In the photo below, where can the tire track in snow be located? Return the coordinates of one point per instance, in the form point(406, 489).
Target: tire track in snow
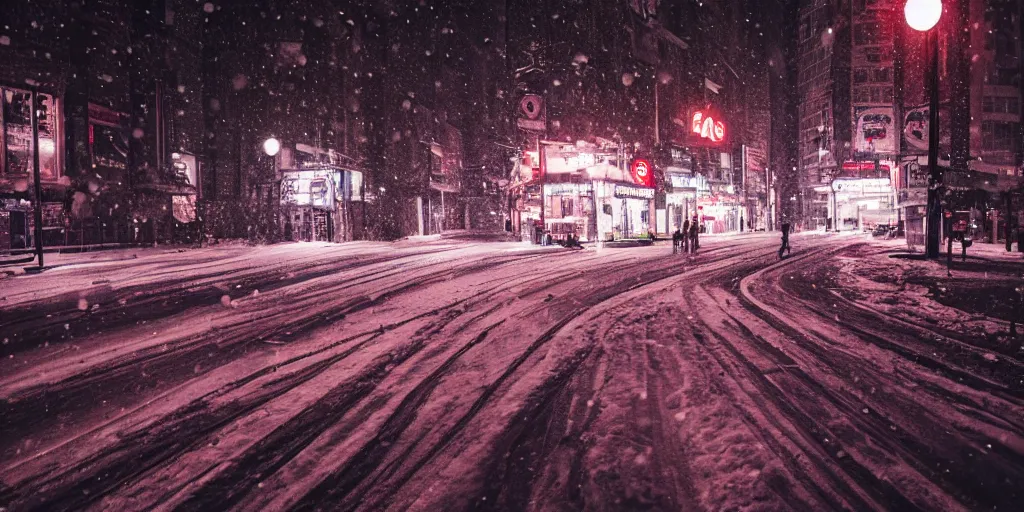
point(899, 439)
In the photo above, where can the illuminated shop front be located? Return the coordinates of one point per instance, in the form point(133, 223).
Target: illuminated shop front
point(569, 210)
point(314, 202)
point(861, 203)
point(681, 198)
point(720, 212)
point(624, 211)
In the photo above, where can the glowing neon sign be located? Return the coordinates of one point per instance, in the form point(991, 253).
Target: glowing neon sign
point(707, 127)
point(641, 172)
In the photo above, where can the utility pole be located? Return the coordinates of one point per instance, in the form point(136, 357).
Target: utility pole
point(934, 220)
point(38, 196)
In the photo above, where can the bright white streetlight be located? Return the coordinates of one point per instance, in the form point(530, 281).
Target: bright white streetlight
point(271, 146)
point(923, 14)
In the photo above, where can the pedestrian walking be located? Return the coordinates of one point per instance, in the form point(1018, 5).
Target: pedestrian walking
point(694, 241)
point(685, 237)
point(785, 241)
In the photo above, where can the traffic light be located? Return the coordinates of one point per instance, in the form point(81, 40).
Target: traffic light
point(42, 108)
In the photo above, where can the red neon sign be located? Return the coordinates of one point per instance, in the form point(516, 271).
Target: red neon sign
point(708, 127)
point(863, 166)
point(641, 172)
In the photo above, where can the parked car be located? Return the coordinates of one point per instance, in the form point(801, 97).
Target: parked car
point(885, 230)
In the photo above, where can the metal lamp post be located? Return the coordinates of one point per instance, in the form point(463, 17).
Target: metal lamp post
point(923, 15)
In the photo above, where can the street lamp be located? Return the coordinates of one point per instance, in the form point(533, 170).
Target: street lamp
point(271, 146)
point(923, 15)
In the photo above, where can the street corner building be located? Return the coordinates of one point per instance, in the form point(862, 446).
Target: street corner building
point(118, 125)
point(864, 117)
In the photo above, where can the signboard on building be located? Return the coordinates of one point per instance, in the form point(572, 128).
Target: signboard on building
point(626, 192)
point(531, 113)
point(642, 172)
point(876, 130)
point(862, 186)
point(566, 188)
point(707, 126)
point(915, 129)
point(313, 188)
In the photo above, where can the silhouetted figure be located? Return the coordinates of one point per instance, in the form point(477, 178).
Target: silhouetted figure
point(694, 241)
point(685, 236)
point(785, 241)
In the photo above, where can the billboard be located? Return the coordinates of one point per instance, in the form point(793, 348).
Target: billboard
point(308, 188)
point(876, 131)
point(915, 127)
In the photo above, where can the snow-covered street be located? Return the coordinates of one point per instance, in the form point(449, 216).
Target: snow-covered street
point(452, 375)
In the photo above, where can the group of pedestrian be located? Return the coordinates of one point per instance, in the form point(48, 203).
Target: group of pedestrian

▶ Task brief:
Could you reproduce the listing above word for word while leaving out its pictures?

▶ Finished exercise:
In the photo below, where can the tire track in snow be located? Return the coordinates of one point per instance, in the form point(406, 489).
Target: tire track in snow
point(899, 439)
In the photo above, where can the illuminated shop front be located? Return the coordinates of one point per instance, in the form point(133, 223).
Target: illuminated shop front
point(569, 210)
point(314, 202)
point(861, 203)
point(681, 198)
point(720, 212)
point(624, 211)
In the photo above, where can the glowing neon sign be located? Return the coordinates of one point per instance, in the form point(991, 253).
Target: glowing neon sign
point(707, 127)
point(641, 172)
In the photo above, where can the utility pole be located? Return the coordinates of one point per instance, in the form point(136, 357).
Target: utility pole
point(934, 220)
point(38, 196)
In the photo above, where can the bright white streetlight be located? Return the coordinates of one point per instance, in the form point(530, 281).
Target: bright white streetlight
point(271, 146)
point(923, 14)
In the photo above, where can the pedestrian walking be located? Return the coordinates of one point per instance, in the form point(1018, 5).
Target: pedestrian walking
point(694, 241)
point(685, 237)
point(785, 241)
In the photo above, where can the traffic light be located? Return the coordinates of one point per instance, in the form point(81, 40).
Target: traffic light
point(42, 108)
In the photo above, where can the red neon sign be located? Return the coordinates of one point per instance, in the form point(516, 271).
Target: red neon sign
point(708, 127)
point(863, 166)
point(641, 172)
In the photo above, where can the parked car be located? Return the coordinates of one point per instance, in the form point(801, 97).
Target: parked car
point(885, 230)
In the photo above, where can the metal lamp post be located? Return the coordinates of one point per instance, in the form point(463, 17).
Target: metal lamp post
point(923, 15)
In the photo above, where can the street lamp be located? Return the coordinates of one point per instance, in the form point(533, 170).
Target: street lamp
point(271, 146)
point(923, 15)
In the photo above, where can the street corner building be located? Return the coordinates of one point per instance, in the form point(862, 446).
Target: street corner building
point(118, 125)
point(864, 117)
In the photo above, where can the signboard on building be located? Return the coordinates of one point per instance, in the form point(572, 128).
Target: signboard on building
point(626, 192)
point(531, 113)
point(642, 172)
point(876, 130)
point(862, 186)
point(566, 188)
point(707, 126)
point(915, 129)
point(313, 188)
In the photo above, where can the silhouetted figure be located? Return the coordinates of one point per instance, in the form point(477, 178).
Target: silhouetted figure
point(694, 241)
point(685, 236)
point(785, 241)
In the photo above, where can the billboard be located? Return the coordinates of one point per instance, in the form point(793, 348).
Target: billboard
point(308, 188)
point(876, 131)
point(915, 127)
In the photo above, where can the snow-covered street be located? Return the coordinates of one point per instance, in the form point(449, 216).
Target: snow-covered street
point(452, 375)
In the photo above, where can the group of pedestrian be located? Return the coordinates of one point per instance, in the form point(48, 203).
Target: group of pedestrian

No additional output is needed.